━━ SELECTION ━━

The dream of world domination, however, did not die.
House and his friends realized that public opinion in
America had to be changed before any form of world
government could succeed. While shuttling to Europe on
post-war peace negotiations, House arranged an assembly
of dignitaries from which was created the Institute of
International Affairs which had two branches. In London,
it was called the Royal Institute of International
Affairs (RIIA); in New York, it was called the Council on
Foreign Relations (CFR), formed officially July 29, 1921.
The founding President of the CFR was John W. Davis,
personal attorney to J. P. Morgan. Paul Cravath and
Russell Leffingwell, both Morgan associates, were also
among the founding officers.7 Money for the new
organizations was provided by J. P. Morgan, Bernard
Baruch, Otto Kahn, Jacob Schiff, Paul Warburg, and John
D. Rockefeller, the same people involved in the forming
of the Federal Reserve. 8 The purpose of the CFR was to
create a stream of scholarly literature to promote the
benefits of world government, and attract a membership of
rich intellectuals who could influence the direction of
foreign policy in America. The CFR, supported by the
world's wealthiest foundations and individuals, has been
extremely successful. Its flagship publication, Foreign
Affairs, is the port-of-entry for many ideas that become
public policy. The U.S. delegation to the founding
conference of the United Nations included 47 members of
the CFR. The Secretary-General of the conference, Alger
Hiss, was a member of the CFR. Hiss was later convicted
of perjury for lying about having provided government
documents to a Communist espionage ring.9
The first quarter of the 20th century forced America into
a world war where the strength of its economy and
effectiveness of its technology were displayed to the
world. On the other side of the Atlantic, Russia gave
birth to Stalin's version of Communism. At the time, both
nations were primarily concerned about domestic issues
with little thought of dominating the world. The Soviet
Union exemplified the idea of government sovereignty;
America exemplified the idea of free people sovereign
over its government. Sooner or later, the two ideas had
to collide. Other competitors were also at work. The CFR
began to rebuild its plans for a world government, and a
new competitor arose on Russia's eastern border.
The United Nations
(1925 -- 1950)
While Stalin reigned
over "The Great Terror," in which an estimated
20 million Russians were executed, and instituted the
first of a series of "five-year plans,"10
America struggled through some of its hardest years.

━━━

INSTRUCTION :: Extend the passage on the Council on Foreign Relations and world government with the next paragraph, picking up after its final sentence. The material has no connection to the passage on the Council on Foreign Relations and world government.

━━ SUPPLIED DATA ━━

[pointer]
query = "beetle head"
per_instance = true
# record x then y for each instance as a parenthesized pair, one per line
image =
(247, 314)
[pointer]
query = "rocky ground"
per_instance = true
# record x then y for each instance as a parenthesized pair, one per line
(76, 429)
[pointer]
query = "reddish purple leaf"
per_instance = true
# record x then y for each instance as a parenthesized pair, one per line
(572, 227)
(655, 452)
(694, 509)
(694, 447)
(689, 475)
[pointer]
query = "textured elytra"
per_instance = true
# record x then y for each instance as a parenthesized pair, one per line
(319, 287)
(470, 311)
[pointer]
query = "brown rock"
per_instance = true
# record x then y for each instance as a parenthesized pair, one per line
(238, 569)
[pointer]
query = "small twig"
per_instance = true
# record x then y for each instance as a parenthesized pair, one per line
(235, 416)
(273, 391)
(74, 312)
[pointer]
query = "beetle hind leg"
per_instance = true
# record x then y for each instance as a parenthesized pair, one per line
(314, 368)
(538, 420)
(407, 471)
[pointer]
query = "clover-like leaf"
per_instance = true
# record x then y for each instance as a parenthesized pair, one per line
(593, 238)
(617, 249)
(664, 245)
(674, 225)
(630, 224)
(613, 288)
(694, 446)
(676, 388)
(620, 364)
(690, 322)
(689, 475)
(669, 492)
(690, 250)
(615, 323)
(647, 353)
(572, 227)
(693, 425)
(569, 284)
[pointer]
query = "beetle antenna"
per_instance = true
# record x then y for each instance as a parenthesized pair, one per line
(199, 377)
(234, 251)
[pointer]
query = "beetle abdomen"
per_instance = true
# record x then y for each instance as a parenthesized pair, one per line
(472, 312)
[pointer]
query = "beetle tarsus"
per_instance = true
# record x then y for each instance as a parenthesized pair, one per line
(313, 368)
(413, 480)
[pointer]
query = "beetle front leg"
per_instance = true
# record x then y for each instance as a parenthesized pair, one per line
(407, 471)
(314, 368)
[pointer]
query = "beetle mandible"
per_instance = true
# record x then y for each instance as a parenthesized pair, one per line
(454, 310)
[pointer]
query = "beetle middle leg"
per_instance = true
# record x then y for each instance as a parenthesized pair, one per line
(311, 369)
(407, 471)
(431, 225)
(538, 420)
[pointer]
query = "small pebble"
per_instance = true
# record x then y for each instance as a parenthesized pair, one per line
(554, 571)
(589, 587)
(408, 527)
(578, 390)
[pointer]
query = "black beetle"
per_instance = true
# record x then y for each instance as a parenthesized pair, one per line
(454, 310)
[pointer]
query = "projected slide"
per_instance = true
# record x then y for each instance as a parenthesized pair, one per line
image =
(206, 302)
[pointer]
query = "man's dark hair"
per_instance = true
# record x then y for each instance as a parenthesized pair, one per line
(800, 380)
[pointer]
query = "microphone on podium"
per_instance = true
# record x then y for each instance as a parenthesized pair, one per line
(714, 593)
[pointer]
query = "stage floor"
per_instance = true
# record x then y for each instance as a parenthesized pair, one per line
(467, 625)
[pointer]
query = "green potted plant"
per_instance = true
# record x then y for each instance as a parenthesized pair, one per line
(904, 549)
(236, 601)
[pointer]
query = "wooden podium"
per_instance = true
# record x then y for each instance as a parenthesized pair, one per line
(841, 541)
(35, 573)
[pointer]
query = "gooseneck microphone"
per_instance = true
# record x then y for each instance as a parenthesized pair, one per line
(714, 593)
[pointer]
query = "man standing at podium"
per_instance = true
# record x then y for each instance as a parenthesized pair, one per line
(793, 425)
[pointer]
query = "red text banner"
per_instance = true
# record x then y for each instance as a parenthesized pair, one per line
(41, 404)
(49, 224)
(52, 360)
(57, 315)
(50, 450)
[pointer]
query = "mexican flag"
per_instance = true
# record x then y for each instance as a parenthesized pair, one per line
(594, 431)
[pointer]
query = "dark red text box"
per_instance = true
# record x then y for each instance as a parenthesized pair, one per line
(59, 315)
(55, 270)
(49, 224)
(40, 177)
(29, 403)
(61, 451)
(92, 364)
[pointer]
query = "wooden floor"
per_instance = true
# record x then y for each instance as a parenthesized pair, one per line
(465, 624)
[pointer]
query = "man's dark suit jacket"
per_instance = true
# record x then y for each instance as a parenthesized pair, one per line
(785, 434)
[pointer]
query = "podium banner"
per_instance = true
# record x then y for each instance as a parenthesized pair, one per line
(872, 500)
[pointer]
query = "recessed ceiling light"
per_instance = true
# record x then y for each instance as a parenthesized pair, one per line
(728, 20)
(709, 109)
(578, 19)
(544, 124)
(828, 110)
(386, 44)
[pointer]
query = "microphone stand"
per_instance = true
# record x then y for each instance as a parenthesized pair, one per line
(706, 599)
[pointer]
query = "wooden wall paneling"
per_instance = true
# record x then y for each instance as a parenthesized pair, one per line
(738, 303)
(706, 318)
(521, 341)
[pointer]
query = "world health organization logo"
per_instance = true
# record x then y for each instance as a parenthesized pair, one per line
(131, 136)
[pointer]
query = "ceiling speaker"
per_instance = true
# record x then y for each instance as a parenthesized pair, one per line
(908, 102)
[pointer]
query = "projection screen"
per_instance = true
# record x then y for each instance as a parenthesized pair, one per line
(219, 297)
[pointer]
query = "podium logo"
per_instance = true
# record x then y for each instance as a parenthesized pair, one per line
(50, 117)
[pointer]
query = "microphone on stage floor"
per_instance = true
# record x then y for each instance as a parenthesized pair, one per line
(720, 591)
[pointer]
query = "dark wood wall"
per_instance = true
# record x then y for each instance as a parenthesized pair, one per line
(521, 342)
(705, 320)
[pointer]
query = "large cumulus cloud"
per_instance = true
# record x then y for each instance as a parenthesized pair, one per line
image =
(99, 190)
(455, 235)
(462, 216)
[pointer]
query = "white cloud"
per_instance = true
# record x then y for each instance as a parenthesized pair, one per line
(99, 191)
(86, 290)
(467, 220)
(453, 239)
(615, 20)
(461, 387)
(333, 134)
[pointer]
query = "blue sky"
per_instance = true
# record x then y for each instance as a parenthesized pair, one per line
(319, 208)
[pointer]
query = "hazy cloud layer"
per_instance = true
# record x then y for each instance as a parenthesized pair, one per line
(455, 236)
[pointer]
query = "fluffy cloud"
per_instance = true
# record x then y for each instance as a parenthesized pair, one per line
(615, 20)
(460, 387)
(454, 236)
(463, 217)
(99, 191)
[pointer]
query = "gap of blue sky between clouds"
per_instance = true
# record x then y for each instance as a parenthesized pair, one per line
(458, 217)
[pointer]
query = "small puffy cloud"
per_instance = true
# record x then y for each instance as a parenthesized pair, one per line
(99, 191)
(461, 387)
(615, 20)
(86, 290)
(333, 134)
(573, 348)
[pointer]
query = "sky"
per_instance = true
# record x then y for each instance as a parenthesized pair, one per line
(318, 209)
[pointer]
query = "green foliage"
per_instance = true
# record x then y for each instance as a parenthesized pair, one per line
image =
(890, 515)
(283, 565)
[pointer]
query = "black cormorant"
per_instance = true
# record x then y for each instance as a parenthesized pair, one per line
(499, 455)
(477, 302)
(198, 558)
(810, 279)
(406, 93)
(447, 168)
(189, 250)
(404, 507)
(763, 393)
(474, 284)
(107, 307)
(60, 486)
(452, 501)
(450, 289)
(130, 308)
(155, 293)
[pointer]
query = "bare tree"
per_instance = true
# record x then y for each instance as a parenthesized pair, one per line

━━━

EXERCISE RESULT ::
Prohibition brought organized crime, Federal Reserve
policies brought a stock market crash, drought brought a
dust bowl to the bread basket, and a nation-wide
depression brought crushing poverty to most Americans.
Franklin D. Roosevelt was elected to the White House in
1932. The CFR was to Roosevelt what Edward House was to
Woodrow Wilson. "The organization [CFR] essentially
ran FDR's State Department."11 Henry Wallace, a
committed Marxist, was FDR's Secretary of Agriculture.12
The "New Deal" delivered by Roosevelt resembled
the performance of Philip Dru in Edward House's novel.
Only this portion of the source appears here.